* start TASK DATA *

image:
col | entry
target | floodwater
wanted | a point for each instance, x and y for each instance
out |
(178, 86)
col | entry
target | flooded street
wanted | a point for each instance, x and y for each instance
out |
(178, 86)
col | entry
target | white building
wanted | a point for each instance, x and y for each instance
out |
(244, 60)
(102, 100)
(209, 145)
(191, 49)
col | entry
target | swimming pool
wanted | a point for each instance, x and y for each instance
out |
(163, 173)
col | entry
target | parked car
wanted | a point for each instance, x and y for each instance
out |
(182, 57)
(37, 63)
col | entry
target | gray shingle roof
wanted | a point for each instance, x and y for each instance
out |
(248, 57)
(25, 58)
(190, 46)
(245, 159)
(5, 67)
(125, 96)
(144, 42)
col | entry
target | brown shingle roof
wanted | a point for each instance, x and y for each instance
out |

* end TASK DATA *
* start TASK DATA *

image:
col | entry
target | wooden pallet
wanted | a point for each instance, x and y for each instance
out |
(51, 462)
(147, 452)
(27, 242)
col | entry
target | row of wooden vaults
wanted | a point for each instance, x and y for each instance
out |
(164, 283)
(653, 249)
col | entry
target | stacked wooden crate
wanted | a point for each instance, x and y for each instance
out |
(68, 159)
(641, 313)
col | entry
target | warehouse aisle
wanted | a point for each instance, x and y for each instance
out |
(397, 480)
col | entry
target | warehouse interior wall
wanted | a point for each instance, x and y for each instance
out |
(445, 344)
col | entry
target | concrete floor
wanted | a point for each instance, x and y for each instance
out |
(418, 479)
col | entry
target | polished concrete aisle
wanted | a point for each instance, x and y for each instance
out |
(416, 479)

* end TASK DATA *
* start TASK DATA *

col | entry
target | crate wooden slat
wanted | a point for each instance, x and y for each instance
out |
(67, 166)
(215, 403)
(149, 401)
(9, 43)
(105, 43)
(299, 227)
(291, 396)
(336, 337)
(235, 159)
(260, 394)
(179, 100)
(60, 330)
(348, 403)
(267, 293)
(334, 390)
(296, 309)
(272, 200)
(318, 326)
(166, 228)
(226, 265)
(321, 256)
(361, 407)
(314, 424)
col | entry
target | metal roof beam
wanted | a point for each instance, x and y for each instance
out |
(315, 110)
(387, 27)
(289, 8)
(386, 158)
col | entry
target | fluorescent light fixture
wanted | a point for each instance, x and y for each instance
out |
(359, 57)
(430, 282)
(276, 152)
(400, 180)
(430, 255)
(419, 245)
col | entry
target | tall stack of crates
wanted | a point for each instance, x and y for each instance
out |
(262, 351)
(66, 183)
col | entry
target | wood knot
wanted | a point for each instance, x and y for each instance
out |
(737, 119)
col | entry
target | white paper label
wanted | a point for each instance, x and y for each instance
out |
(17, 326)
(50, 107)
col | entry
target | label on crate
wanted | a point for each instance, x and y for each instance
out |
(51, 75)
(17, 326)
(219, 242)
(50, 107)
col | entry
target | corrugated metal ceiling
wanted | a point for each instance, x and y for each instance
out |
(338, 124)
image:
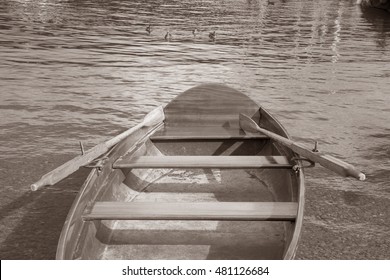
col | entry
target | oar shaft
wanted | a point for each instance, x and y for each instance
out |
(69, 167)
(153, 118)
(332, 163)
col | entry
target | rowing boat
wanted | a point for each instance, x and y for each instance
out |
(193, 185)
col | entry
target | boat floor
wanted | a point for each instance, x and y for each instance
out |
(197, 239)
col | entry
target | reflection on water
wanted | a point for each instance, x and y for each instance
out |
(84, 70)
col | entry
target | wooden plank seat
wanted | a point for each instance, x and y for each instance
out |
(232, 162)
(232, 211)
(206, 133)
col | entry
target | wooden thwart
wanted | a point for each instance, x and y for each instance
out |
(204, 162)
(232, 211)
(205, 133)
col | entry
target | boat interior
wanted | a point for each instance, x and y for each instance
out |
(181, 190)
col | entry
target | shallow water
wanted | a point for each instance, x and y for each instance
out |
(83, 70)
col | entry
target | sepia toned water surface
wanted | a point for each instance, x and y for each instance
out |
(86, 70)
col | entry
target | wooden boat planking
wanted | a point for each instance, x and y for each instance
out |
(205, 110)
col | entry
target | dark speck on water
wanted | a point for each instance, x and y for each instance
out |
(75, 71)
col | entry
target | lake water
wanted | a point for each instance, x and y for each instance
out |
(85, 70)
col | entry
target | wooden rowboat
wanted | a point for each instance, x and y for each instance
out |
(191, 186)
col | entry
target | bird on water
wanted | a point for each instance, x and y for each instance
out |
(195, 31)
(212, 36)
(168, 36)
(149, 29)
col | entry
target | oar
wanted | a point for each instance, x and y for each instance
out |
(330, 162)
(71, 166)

* end TASK DATA *

* PROBLEM STATEMENT *
Which lines in the rows above contain the string "interior"? Copy out each of them.

* FINISHED TASK *
target | warehouse interior wall
target | boat interior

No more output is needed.